PROBLEM TO WORK ON
Reproduce all of the lines below word for word, omitting the pictures from your answer.

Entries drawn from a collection

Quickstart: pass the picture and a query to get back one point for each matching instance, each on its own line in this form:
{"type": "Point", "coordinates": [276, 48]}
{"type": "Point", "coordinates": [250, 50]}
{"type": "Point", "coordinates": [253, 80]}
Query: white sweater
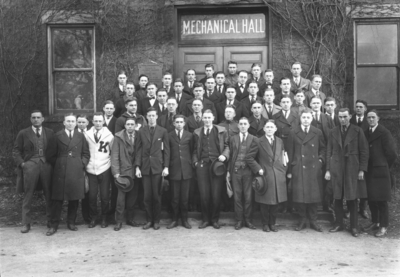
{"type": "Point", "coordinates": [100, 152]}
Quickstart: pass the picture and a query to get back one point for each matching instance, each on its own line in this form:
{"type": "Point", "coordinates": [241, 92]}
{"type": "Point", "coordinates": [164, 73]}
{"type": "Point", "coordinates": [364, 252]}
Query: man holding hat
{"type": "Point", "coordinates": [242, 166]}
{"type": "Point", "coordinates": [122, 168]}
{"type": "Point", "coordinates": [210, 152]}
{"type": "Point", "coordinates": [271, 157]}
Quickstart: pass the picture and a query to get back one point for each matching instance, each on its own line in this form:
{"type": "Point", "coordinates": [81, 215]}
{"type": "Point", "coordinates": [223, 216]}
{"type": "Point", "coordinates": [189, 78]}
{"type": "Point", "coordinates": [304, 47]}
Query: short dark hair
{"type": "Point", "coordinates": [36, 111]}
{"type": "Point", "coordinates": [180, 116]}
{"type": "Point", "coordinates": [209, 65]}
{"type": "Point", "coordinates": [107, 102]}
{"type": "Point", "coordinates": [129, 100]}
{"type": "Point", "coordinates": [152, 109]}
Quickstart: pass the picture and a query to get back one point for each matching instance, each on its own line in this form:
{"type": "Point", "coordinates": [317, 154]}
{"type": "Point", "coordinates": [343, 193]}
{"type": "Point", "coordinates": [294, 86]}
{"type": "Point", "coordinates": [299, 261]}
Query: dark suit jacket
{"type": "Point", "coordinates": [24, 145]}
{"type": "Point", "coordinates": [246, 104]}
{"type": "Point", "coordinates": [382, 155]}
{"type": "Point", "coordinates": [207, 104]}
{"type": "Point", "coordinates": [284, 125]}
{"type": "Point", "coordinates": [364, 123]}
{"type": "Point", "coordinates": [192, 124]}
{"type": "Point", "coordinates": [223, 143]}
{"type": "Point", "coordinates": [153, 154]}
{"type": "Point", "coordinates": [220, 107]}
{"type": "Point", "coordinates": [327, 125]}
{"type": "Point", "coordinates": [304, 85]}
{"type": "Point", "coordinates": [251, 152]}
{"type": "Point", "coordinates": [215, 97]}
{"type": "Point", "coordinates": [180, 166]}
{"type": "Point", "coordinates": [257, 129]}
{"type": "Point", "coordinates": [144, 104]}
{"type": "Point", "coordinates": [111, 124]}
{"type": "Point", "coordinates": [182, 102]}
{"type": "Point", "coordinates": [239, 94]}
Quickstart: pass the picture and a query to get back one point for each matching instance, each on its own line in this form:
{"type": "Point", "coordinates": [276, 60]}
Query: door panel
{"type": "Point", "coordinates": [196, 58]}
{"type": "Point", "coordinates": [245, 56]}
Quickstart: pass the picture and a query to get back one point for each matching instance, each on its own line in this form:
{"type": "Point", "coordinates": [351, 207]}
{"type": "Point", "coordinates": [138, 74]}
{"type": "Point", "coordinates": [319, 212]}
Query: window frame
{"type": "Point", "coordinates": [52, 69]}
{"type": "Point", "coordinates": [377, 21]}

TASK RESULT
Quickstart: pass the picture and a query to get back one point for each matching instance, each on its own line in this form:
{"type": "Point", "coordinates": [276, 48]}
{"type": "Point", "coordinates": [250, 50]}
{"type": "Point", "coordinates": [253, 80]}
Query: white sweater
{"type": "Point", "coordinates": [100, 152]}
Quickstart: pass the picture and a query to get back one point for each matching instance, each on its own line in this form:
{"type": "Point", "coordinates": [241, 92]}
{"type": "Point", "coordinates": [164, 73]}
{"type": "Point", "coordinates": [364, 252]}
Query: man holding hat
{"type": "Point", "coordinates": [242, 166]}
{"type": "Point", "coordinates": [122, 168]}
{"type": "Point", "coordinates": [210, 152]}
{"type": "Point", "coordinates": [271, 157]}
Quickstart: pass the picture and a query to get back one point for each matching instance, each on its own line in this form:
{"type": "Point", "coordinates": [81, 215]}
{"type": "Point", "coordinates": [223, 216]}
{"type": "Point", "coordinates": [189, 78]}
{"type": "Point", "coordinates": [304, 47]}
Query: short dark hair
{"type": "Point", "coordinates": [36, 111]}
{"type": "Point", "coordinates": [180, 116]}
{"type": "Point", "coordinates": [209, 65]}
{"type": "Point", "coordinates": [107, 102]}
{"type": "Point", "coordinates": [129, 100]}
{"type": "Point", "coordinates": [152, 109]}
Quickstart: pass the picture and a query to get back one point for each matching instance, each on its own line in this form:
{"type": "Point", "coordinates": [317, 154]}
{"type": "Point", "coordinates": [343, 193]}
{"type": "Point", "coordinates": [294, 86]}
{"type": "Point", "coordinates": [299, 261]}
Query: dark suit jacket
{"type": "Point", "coordinates": [24, 145]}
{"type": "Point", "coordinates": [246, 104]}
{"type": "Point", "coordinates": [382, 155]}
{"type": "Point", "coordinates": [207, 104]}
{"type": "Point", "coordinates": [284, 125]}
{"type": "Point", "coordinates": [364, 123]}
{"type": "Point", "coordinates": [192, 124]}
{"type": "Point", "coordinates": [223, 143]}
{"type": "Point", "coordinates": [153, 154]}
{"type": "Point", "coordinates": [220, 107]}
{"type": "Point", "coordinates": [327, 125]}
{"type": "Point", "coordinates": [304, 85]}
{"type": "Point", "coordinates": [251, 152]}
{"type": "Point", "coordinates": [215, 97]}
{"type": "Point", "coordinates": [180, 166]}
{"type": "Point", "coordinates": [257, 129]}
{"type": "Point", "coordinates": [144, 104]}
{"type": "Point", "coordinates": [111, 124]}
{"type": "Point", "coordinates": [182, 102]}
{"type": "Point", "coordinates": [239, 94]}
Quickstart: pass the picture and a query to get back one point for each matching instance, each on its own line in this form:
{"type": "Point", "coordinates": [276, 60]}
Query: door panel
{"type": "Point", "coordinates": [196, 58]}
{"type": "Point", "coordinates": [245, 56]}
Quickstart: pass the picture and a query to get back one point for each matching instance, each on its own line in this form:
{"type": "Point", "coordinates": [351, 207]}
{"type": "Point", "coordinates": [138, 74]}
{"type": "Point", "coordinates": [319, 212]}
Query: window frame
{"type": "Point", "coordinates": [52, 69]}
{"type": "Point", "coordinates": [377, 21]}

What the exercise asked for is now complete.